GOAL OF THE EXERCISE: Summarize the abstract on anomalous diffusion in two sentences.

EXCERPT PROVIDED:
Characterisation of anomalous diffusion classical statistics powered by deep learning

Alessia Gentili & Giorgio Volpe


Diffusion processes are important in several physical, chemical, biological and human phenomena. Examples include molecular encounters in reactions, cellular signalling, the foraging of animals, the spread of diseases, as well as trends in financial markets and climate records. Deviations from Brownian diffusion, known as anomalous diffusion (AnDi), can often be observed in these processes, when the growth of the mean square displacement in time is not linear. An ever-increasing number of methods has thus appeared to characterize anomalous diffusion trajectories based on classical statistics or machine learning approaches. Yet, characterization of anomalous diffusion remains challenging to date as testified by the launch of the AnDi challenge in March 2020 to assess and compare new and pre-existing methods on three different aspects of the problem: the inference of the anomalous diffusion exponent, the classification of the diffusion model, and the segmentation of trajectories. Here, we introduce a novel method (CONDOR) which combines feature engineering based on classical statistics with supervised deep learning to efficiently identify the underlying anomalous diffusion model with high accuracy and infer its exponent with a small mean absolute error in single 1D, 2D and 3D trajectories corrupted by localization noise. Finally, we extend our method to the segmentation of trajectories where the diffusion model and/or its anomalous exponent vary in time.

ENTRIES SHOWN:
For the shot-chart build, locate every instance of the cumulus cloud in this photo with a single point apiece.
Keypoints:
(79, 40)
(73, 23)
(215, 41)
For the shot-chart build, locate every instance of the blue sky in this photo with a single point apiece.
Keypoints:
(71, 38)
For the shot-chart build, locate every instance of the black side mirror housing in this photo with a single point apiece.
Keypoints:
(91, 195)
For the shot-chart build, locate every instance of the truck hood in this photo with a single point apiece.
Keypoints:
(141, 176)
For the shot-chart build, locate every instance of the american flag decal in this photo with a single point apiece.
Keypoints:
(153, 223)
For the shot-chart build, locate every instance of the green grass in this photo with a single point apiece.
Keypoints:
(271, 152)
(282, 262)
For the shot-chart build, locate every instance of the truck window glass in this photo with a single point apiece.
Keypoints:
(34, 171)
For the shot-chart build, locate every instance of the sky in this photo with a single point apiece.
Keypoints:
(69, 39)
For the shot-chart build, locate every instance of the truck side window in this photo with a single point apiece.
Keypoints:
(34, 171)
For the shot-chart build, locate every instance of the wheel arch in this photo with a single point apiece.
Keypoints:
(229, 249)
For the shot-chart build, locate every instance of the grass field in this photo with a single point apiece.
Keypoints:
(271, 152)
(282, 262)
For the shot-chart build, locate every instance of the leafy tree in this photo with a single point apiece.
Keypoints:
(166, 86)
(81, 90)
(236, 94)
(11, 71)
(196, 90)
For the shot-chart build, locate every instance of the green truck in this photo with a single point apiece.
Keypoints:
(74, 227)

==

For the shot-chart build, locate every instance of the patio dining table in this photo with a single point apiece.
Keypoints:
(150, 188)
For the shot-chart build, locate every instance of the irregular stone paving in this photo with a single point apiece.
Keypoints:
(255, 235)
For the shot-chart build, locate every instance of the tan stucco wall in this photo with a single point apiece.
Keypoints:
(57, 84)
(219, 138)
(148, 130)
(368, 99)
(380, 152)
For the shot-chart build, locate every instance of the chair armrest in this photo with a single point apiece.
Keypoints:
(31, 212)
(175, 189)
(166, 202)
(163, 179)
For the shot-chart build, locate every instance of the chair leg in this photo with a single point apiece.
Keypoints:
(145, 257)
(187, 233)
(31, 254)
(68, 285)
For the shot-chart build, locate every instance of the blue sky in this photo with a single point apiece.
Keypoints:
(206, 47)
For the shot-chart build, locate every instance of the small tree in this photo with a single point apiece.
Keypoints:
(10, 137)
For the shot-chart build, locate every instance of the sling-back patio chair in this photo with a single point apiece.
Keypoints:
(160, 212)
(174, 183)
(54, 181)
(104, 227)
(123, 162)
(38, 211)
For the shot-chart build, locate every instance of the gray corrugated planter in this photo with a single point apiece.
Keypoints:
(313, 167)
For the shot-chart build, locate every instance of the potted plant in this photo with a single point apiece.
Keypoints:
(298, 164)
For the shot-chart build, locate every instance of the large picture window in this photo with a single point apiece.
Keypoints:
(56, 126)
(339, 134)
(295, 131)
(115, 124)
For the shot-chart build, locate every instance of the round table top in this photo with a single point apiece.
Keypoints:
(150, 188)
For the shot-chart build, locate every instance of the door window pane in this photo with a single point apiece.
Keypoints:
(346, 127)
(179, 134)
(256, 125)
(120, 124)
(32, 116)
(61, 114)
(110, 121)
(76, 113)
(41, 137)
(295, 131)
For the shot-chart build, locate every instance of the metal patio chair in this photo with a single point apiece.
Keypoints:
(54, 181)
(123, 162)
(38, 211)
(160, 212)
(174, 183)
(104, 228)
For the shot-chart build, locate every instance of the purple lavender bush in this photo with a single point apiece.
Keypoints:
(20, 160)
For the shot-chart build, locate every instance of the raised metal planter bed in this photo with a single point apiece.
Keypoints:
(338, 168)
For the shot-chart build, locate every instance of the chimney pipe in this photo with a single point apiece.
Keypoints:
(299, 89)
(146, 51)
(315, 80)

EXERCISE ANSWER: Anomalous diffusion, a departure from Brownian diffusion in which the mean square displacement does not grow linearly in time, occurs in many physical, chemical, biological and human processes and is still hard to characterize, as the AnDi challenge launched in March 2020 shows. The authors introduce CONDOR, a method that combines feature engineering based on classical statistics with supervised deep learning to identify the diffusion model and infer its exponent in noisy 1D, 2D and 3D trajectories, and they extend it to segmenting trajectories whose model or exponent varies in time.